AUFGABEN:
1. Woran zeigt sich laut Ausgangstext, dass sich der Mensch weiterentwickelt hat? Antworte in höchstens drei Sätzen.
2. An wie vielen weiteren Orten in Unterkärnten steht das Schild laut Ausgangstext?
3. Stimmen die folgenden Aussagen mit dem Ausgangstext überein? Antworte jeweils mit Ja oder Nein und zitiere die entscheidenden Worte. (a) Das Schild wird nur an einem einzigen Ort gezeigt. (b) Beim Aufstellen in Unterkärnten kam es zu Angriffen. (c) Das Schild knüpft an den Ortstafelstreit in Südkärnten an.

### AUSGANGSTEXT

Ich hinterlasse das Schild an jedem Ort, an dem ich ausstelle, es werden immer mehr von diesen Tafeln. Mittlerweile steht es hier, im MMKK und an zwei weiteren Orten in Unterkärnten. Es knüpft an den Ortstafelstreit in Südkärnten an, der war ganz, ganz schlimm. Für mich ist das auch so ein Synonym für Engstirnigkeit, dieser kriegerische Zustand. Es ist aber sehr schön, dass man anhand dieser Schilder sehen kann, dass sich der Mensch weiterentwickelt hat. Es gab keine Angriffe, als wir das in Unterkärnten aufgestellt haben, die Menschen fanden das eigentlich ganz schön. Inzwischen herrscht dort eher so eine Stimmung, dass man stolz darauf ist, zwei Sprachen zu können.

######
### ERFASSTE ANGABEN

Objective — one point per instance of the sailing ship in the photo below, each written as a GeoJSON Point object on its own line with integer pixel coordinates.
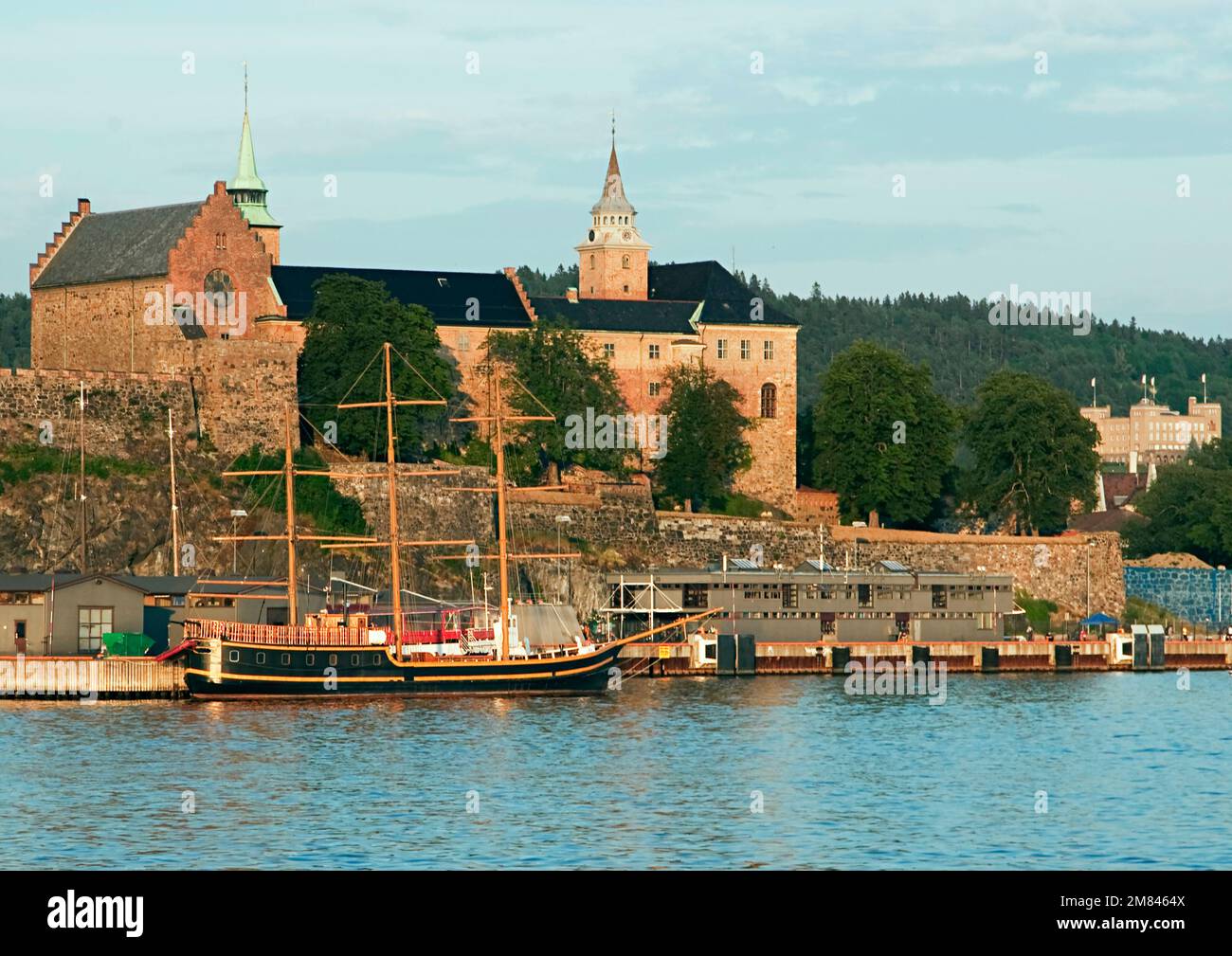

######

LÖSUNGEN:
1. Als die Schilder in Unterkärnten aufgestellt wurden, gab es keine Angriffe, und die Menschen fanden sie eigentlich ganz schön. Inzwischen herrscht dort eher die Stimmung, dass man stolz darauf ist, zwei Sprachen zu können. Das steht im Gegensatz zum Ortstafelstreit in Südkärnten, der ganz schlimm war.

2. An zwei weiteren Orten.

3.
(a) Nein: „Ich hinterlasse das Schild an jedem Ort, an dem ich ausstelle“
(b) Nein: „Es gab keine Angriffe, als wir das in Unterkärnten aufgestellt haben“
(c) Ja: „Es knüpft an den Ortstafelstreit in Südkärnten an“